THE PROBLEM: Give the records again, word for word.

(MATERIAL PROVIDED Opens)

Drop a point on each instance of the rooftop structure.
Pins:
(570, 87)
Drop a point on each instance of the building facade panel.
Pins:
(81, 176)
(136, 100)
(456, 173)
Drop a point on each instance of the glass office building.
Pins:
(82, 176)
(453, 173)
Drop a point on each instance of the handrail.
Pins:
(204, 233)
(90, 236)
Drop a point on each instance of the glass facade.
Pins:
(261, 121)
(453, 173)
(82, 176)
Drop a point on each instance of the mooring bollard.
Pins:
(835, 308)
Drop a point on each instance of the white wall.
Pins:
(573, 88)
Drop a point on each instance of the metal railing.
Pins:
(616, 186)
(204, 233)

(MATERIAL PROVIDED Closes)

SOLUTION TO THIS PROBLEM:
Drop a point on each instance of the rooftop structure.
Pins:
(570, 87)
Drop a point on each instance of the building facade panel.
Pins:
(81, 176)
(136, 100)
(456, 173)
Drop a point on each instance of the glass office building.
Pins:
(82, 176)
(453, 173)
Drop a point on each instance of the handrail.
Pins:
(204, 233)
(90, 236)
Drop a point on each instance of the glass facade.
Pins:
(261, 121)
(453, 173)
(82, 176)
Drop a point on each instance of the mooring bollard.
Pins:
(835, 308)
Drop a point on each instance of the white wall.
Pins:
(573, 88)
Drop a point on each instance of the metal railing.
Pins:
(616, 186)
(204, 233)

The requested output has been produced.